Below is a block of data; give all of it again word for word.

════════════════════

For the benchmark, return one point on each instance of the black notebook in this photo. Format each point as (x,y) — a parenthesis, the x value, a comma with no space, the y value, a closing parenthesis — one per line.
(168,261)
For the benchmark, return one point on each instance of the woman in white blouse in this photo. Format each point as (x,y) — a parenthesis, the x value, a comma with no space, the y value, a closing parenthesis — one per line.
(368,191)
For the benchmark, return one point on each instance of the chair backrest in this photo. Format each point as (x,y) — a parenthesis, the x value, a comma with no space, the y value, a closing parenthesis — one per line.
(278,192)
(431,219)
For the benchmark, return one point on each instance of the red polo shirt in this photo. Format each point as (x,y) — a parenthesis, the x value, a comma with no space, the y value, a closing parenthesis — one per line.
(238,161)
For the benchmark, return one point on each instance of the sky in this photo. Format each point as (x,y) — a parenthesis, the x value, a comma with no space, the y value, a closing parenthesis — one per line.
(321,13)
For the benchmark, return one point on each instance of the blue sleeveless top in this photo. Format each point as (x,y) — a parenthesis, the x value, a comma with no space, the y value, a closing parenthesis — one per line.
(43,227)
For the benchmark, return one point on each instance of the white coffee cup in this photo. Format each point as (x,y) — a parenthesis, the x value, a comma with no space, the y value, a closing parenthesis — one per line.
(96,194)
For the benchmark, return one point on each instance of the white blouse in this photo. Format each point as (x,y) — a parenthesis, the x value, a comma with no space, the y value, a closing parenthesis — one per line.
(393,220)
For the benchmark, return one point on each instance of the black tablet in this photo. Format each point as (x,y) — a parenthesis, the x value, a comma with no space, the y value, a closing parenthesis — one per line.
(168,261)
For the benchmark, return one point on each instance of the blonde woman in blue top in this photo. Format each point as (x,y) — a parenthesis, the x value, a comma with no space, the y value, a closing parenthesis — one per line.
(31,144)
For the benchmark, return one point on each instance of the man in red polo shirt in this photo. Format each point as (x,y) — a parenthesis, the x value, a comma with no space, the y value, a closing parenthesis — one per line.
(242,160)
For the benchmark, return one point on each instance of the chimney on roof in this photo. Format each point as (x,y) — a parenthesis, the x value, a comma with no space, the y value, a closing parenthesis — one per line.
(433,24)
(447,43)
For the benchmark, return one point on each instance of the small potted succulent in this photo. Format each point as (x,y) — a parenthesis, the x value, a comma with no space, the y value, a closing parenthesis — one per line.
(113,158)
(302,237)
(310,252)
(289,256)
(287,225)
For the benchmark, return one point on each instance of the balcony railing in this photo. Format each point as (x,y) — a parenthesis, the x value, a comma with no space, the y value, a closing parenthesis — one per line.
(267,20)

════════════════════

- _ANSWER FOR THE TASK_
For the benchmark, return one point on each instance of the black notebook in this photo. Format each point as (x,y) — a parenthesis, the x value, a comma with no space, the y value, a closing parenthesis — one per line.
(168,261)
For the benchmark, return one point on each instance of the woman in white blouse in this photo. Format each point as (x,y) — a parenthesis, the x value, a comma with no space, the y value, a closing parenthesis — one per line.
(368,191)
For the benchmark, return one point on each instance of the chair backrest in this photo. Format each point as (x,y) — a parenthesis, the x value, a comma with no space, the y value, a closing parenthesis — one per line.
(278,192)
(431,219)
For the benchmark, return one point on each instance of the red polo shirt in this photo. Format each point as (x,y) — a parenthesis, the x value, a comma with no space, the y value, a closing parenthesis — one per line.
(238,161)
For the benchmark, return one point on each instance of the sky in this photo. Format each point as (x,y) — a parenthesis, the x value, a comma with no space, the y value, a closing parenthesis — one per line.
(321,13)
For the benchmark, return one point on each instance of the blue sleeveless top in this photo. Format each point as (x,y) — a parenthesis, the x value, a comma with no space, the y value, a closing parenthesis — one per line.
(43,227)
For the benchmark, return one point on each instance of the white coffee cup in this photo. Format each point as (x,y) — a parenthesis, the x value, a comma with no space, the y value, a closing parenthesis — one per line.
(96,194)
For the benchmark, return one point on each instance of the white blouse in this photo. Format each point as (x,y) — a parenthesis, the x value, a comma with no space, the y value, a closing parenthesis — one per line.
(393,220)
For the benchmark, return one point on each instance of the black tablet in this photo. Format each point as (x,y) — a parenthesis, the x value, a comma with no space, the y value, a closing parenthesis — one per line.
(168,261)
For the benchmark, return one point on each instance of the blonde woman in blue top in this photo. Format each point as (x,y) — a parenthesis, the x value, a comma with no space, the y value, a closing parenthesis — one per line.
(31,144)
For the benchmark, return one point on each instance of the man in red polo shirt in this photo. Format each point as (x,y) — a parenthesis, the x value, a comma with no space, the y value, a closing parenthesis — one per line.
(242,160)
For the benchmark, return one point on each instance of the chimney on roof in this photo. Format each point as (x,y) — a parenthesis, the x value, a comma with no space, the y value, a closing parenthesis — one per line.
(433,24)
(447,43)
For the benchmark, return one point on each instance of the small potted succulent in this photo. Format each point as (x,y) — a parenthesis, the x value, a comma with no space, the y value, a closing parenthesis — one per line.
(113,158)
(302,237)
(310,252)
(289,256)
(287,225)
For the benchmark, return one point on each instance of the balcony railing in this photo. Format each point as (x,y) — a parenthesis, the x value, a comma with no space, the y value, a closing parenthesis — one per line.
(267,20)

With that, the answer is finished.